Dataset excerpts
·····

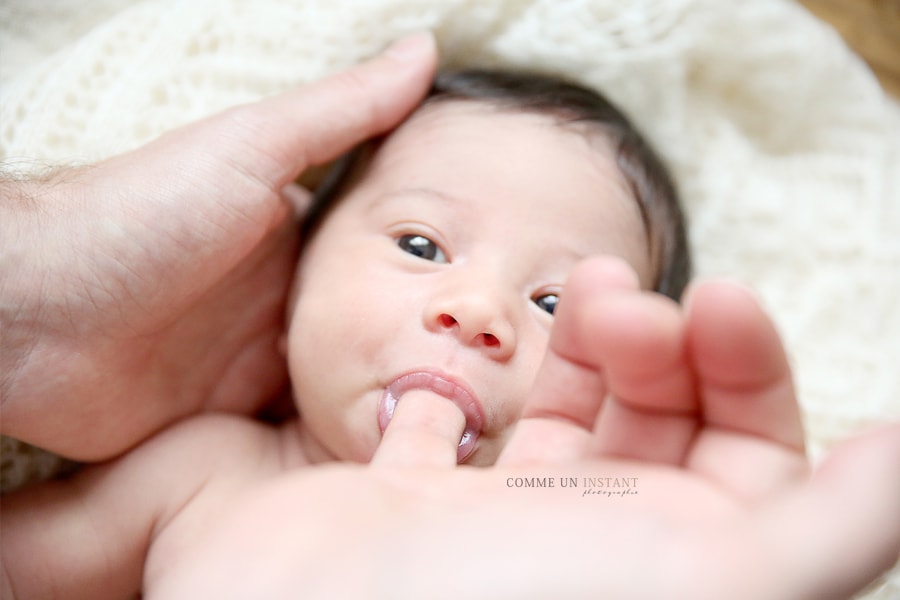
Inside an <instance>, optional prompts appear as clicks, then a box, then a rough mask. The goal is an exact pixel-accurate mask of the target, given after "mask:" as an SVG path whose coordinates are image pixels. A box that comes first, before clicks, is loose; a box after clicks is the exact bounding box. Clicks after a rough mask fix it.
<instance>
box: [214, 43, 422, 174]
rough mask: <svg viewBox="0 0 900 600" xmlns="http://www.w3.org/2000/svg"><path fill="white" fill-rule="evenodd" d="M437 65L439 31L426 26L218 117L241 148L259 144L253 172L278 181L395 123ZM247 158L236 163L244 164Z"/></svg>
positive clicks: (421, 91) (303, 168) (400, 118)
mask: <svg viewBox="0 0 900 600" xmlns="http://www.w3.org/2000/svg"><path fill="white" fill-rule="evenodd" d="M436 65H437V52H436V46H435V41H434V37H433V36H432V35H431V33H430V32H421V33H417V34H413V35H411V36H408V37H405V38H402V39H400V40H399V41H397V42H395V43H394V44H392V45H391V46H390V47H389V48H388V49H387V50H385V51H384V52H383V53H381V54H380V55H378V56H376V57H375V58H373V59H371V60H369V61H366V62H364V63H362V64H360V65H358V66H355V67H353V68H351V69H348V70H346V71H343V72H340V73H337V74H335V75H332V76H331V77H328V78H326V79H324V80H322V81H319V82H317V83H313V84H311V85H308V86H305V87H301V88H298V89H295V90H292V91H289V92H286V93H284V94H281V95H278V96H273V97H271V98H267V99H265V100H263V101H261V102H258V103H255V104H248V105H244V106H240V107H236V108H234V109H231V110H229V111H226V112H225V113H223V114H222V115H220V116H219V117H217V118H219V119H225V120H227V121H228V129H229V130H230V131H231V132H232V133H231V135H230V137H229V139H230V140H234V141H236V142H237V145H238V146H239V149H240V150H247V149H248V148H249V149H251V150H253V151H255V154H256V155H257V158H258V159H259V160H257V161H254V162H256V163H258V164H255V165H254V171H253V172H252V173H247V174H248V175H252V176H254V177H256V178H258V179H260V180H261V181H263V182H265V183H266V184H268V185H269V186H272V187H273V188H276V189H277V188H280V187H282V186H284V185H285V184H287V183H289V182H290V181H292V180H294V179H295V178H296V177H297V176H298V175H299V174H300V172H301V171H303V170H304V169H306V168H307V167H310V166H314V165H319V164H322V163H324V162H326V161H328V160H331V159H333V158H335V157H336V156H338V155H340V154H341V153H343V152H345V151H346V150H348V149H350V148H351V147H352V146H354V145H355V144H357V143H359V142H361V141H363V140H365V139H367V138H369V137H372V136H374V135H377V134H379V133H383V132H385V131H387V130H389V129H390V128H392V127H394V126H395V125H397V124H398V123H399V122H400V121H401V120H402V119H403V118H404V117H406V116H407V115H408V114H409V113H410V112H411V111H412V109H413V108H414V107H415V106H416V105H417V104H418V103H419V102H420V101H421V100H422V98H423V97H424V95H425V93H426V92H427V90H428V88H429V86H430V84H431V80H432V78H433V76H434V72H435V69H436ZM213 126H215V124H214V125H213ZM225 141H226V145H227V142H228V140H225ZM230 150H231V149H230V148H227V147H226V148H224V151H226V152H228V151H230ZM245 159H246V156H244V157H241V161H242V162H241V163H240V165H237V166H241V167H243V168H244V169H246V166H245V165H246V162H244V161H245Z"/></svg>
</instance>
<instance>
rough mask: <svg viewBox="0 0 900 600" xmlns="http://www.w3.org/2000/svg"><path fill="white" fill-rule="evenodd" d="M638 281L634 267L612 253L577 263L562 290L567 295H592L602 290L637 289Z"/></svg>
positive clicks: (596, 256) (638, 281) (636, 289)
mask: <svg viewBox="0 0 900 600" xmlns="http://www.w3.org/2000/svg"><path fill="white" fill-rule="evenodd" d="M639 288H640V281H639V279H638V275H637V273H636V272H635V270H634V268H633V267H632V266H631V265H630V264H629V263H628V262H627V261H626V260H625V259H623V258H621V257H619V256H612V255H607V254H604V255H598V256H591V257H589V258H586V259H584V260H583V261H581V262H580V263H578V264H577V265H576V266H575V268H574V269H573V270H572V272H571V273H570V274H569V278H568V280H567V281H566V286H565V289H564V291H563V299H564V298H565V297H566V295H568V296H593V295H596V294H599V293H602V292H603V291H604V290H610V289H616V290H637V289H639Z"/></svg>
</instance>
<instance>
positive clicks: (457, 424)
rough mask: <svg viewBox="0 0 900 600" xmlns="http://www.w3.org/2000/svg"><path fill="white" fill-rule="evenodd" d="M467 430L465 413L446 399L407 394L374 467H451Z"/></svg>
mask: <svg viewBox="0 0 900 600" xmlns="http://www.w3.org/2000/svg"><path fill="white" fill-rule="evenodd" d="M465 426H466V418H465V416H464V415H463V413H462V411H461V410H460V409H459V407H458V406H456V405H455V404H454V403H453V402H451V401H450V400H447V399H446V398H444V397H443V396H440V395H438V394H434V393H432V392H429V391H424V390H413V391H409V392H406V393H405V394H404V395H403V398H402V399H401V400H400V401H399V402H397V405H396V407H395V409H394V414H393V417H392V419H391V421H390V422H389V423H388V425H387V427H386V428H385V430H384V435H383V436H382V439H381V443H380V444H379V446H378V448H377V450H376V451H375V455H374V456H373V457H372V461H371V464H372V465H375V466H391V467H452V466H454V465H456V463H457V459H458V447H459V441H460V438H461V437H462V434H463V431H464V430H465Z"/></svg>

·····

**WORK ORDER**
Do not include images; quote all of the entries above exactly.

**TASK ANSWER**
Inside an <instance>, optional prompts appear as clicks, then a box, then a rough mask. The goal is an exact pixel-accurate mask of the target, given after "mask:" as an SVG path whose coordinates are image pixels. A box that comes first, before clicks, is loose; a box after clicks is the exact bounding box. Clicks after a rough mask fix it.
<instance>
box: [214, 43, 422, 174]
rough mask: <svg viewBox="0 0 900 600" xmlns="http://www.w3.org/2000/svg"><path fill="white" fill-rule="evenodd" d="M437 65L439 31L426 26L218 117L241 148L259 144L253 172L278 181L395 123ZM247 158L236 163L244 164Z"/></svg>
positive clicks: (421, 91) (303, 168) (400, 118)
mask: <svg viewBox="0 0 900 600" xmlns="http://www.w3.org/2000/svg"><path fill="white" fill-rule="evenodd" d="M436 65H437V52H436V46H435V41H434V37H433V36H432V35H431V33H430V32H421V33H417V34H413V35H411V36H408V37H405V38H402V39H400V40H399V41H397V42H395V43H394V44H392V45H391V46H390V47H389V48H388V49H387V50H385V51H384V52H383V53H381V54H380V55H378V56H376V57H375V58H373V59H371V60H369V61H366V62H364V63H362V64H360V65H358V66H355V67H353V68H351V69H348V70H346V71H343V72H340V73H337V74H335V75H332V76H331V77H328V78H326V79H324V80H322V81H319V82H317V83H313V84H311V85H308V86H305V87H301V88H298V89H295V90H292V91H289V92H286V93H284V94H281V95H278V96H273V97H271V98H267V99H265V100H263V101H261V102H258V103H255V104H248V105H244V106H240V107H236V108H234V109H231V110H229V111H226V112H225V113H223V114H222V115H220V116H219V117H217V118H219V119H225V120H227V121H228V129H229V130H230V131H231V132H232V133H231V135H230V137H229V139H230V140H234V141H236V142H237V145H238V146H239V149H240V150H247V149H248V148H249V149H251V150H253V151H255V154H256V155H257V158H258V159H259V160H257V161H254V162H256V163H258V164H255V165H254V171H253V172H252V173H247V174H248V175H252V176H254V177H256V178H258V179H260V180H261V181H263V182H265V183H266V184H268V185H269V186H272V187H273V188H276V189H277V188H280V187H282V186H284V185H285V184H287V183H289V182H290V181H292V180H294V179H295V178H296V177H297V176H298V175H299V174H300V172H301V171H303V170H304V169H306V168H307V167H310V166H314V165H319V164H322V163H324V162H326V161H328V160H331V159H333V158H335V157H336V156H338V155H340V154H341V153H343V152H345V151H346V150H348V149H350V148H351V147H352V146H354V145H355V144H357V143H359V142H361V141H363V140H365V139H367V138H369V137H372V136H374V135H377V134H379V133H383V132H385V131H387V130H389V129H390V128H392V127H394V126H395V125H397V124H398V123H399V122H400V121H401V120H402V119H403V118H404V117H406V116H407V115H408V114H409V113H410V112H411V111H412V109H413V108H414V107H415V106H416V105H417V104H418V103H419V102H420V101H421V100H422V98H423V97H424V95H425V93H426V92H427V90H428V88H429V86H430V84H431V80H432V78H433V76H434V72H435V69H436ZM213 126H215V124H214V125H213ZM225 141H226V145H227V142H228V140H225ZM230 150H231V149H230V148H227V147H226V148H224V151H226V152H228V151H230ZM245 159H246V156H244V157H241V161H242V162H241V163H240V165H237V166H241V167H243V168H244V169H246V166H245V165H246V162H244V161H245Z"/></svg>
</instance>
<instance>
rough mask: <svg viewBox="0 0 900 600" xmlns="http://www.w3.org/2000/svg"><path fill="white" fill-rule="evenodd" d="M638 281L634 267L612 253L577 263L562 290L567 295H592L602 290L637 289Z"/></svg>
positive clicks: (596, 256) (638, 281) (636, 289)
mask: <svg viewBox="0 0 900 600" xmlns="http://www.w3.org/2000/svg"><path fill="white" fill-rule="evenodd" d="M639 288H640V281H639V279H638V275H637V273H636V272H635V270H634V268H633V267H632V266H631V265H630V264H629V263H628V262H627V261H626V260H625V259H623V258H621V257H619V256H612V255H607V254H604V255H598V256H591V257H589V258H586V259H584V260H583V261H581V262H580V263H578V264H577V265H576V266H575V268H574V269H573V270H572V272H571V273H570V274H569V278H568V280H567V281H566V286H565V289H564V291H563V299H564V298H565V297H566V295H568V296H593V295H596V294H599V293H602V292H603V291H604V290H610V289H616V290H637V289H639Z"/></svg>
</instance>
<instance>
positive clicks: (457, 424)
rough mask: <svg viewBox="0 0 900 600" xmlns="http://www.w3.org/2000/svg"><path fill="white" fill-rule="evenodd" d="M467 430L465 413L446 399L407 394L374 467H451Z"/></svg>
mask: <svg viewBox="0 0 900 600" xmlns="http://www.w3.org/2000/svg"><path fill="white" fill-rule="evenodd" d="M465 426H466V418H465V416H464V415H463V413H462V411H461V410H460V409H459V407H458V406H456V405H455V404H454V403H453V402H451V401H450V400H447V399H446V398H444V397H443V396H440V395H438V394H434V393H432V392H429V391H424V390H413V391H409V392H406V393H405V394H404V395H403V398H402V399H401V400H400V401H399V402H397V405H396V407H395V409H394V414H393V417H392V419H391V421H390V422H389V423H388V425H387V427H386V428H385V430H384V435H383V436H382V439H381V443H380V444H379V446H378V448H377V450H376V451H375V455H374V456H373V457H372V461H371V464H372V465H375V466H391V467H452V466H454V465H456V463H457V459H458V447H459V441H460V438H461V437H462V434H463V431H464V430H465Z"/></svg>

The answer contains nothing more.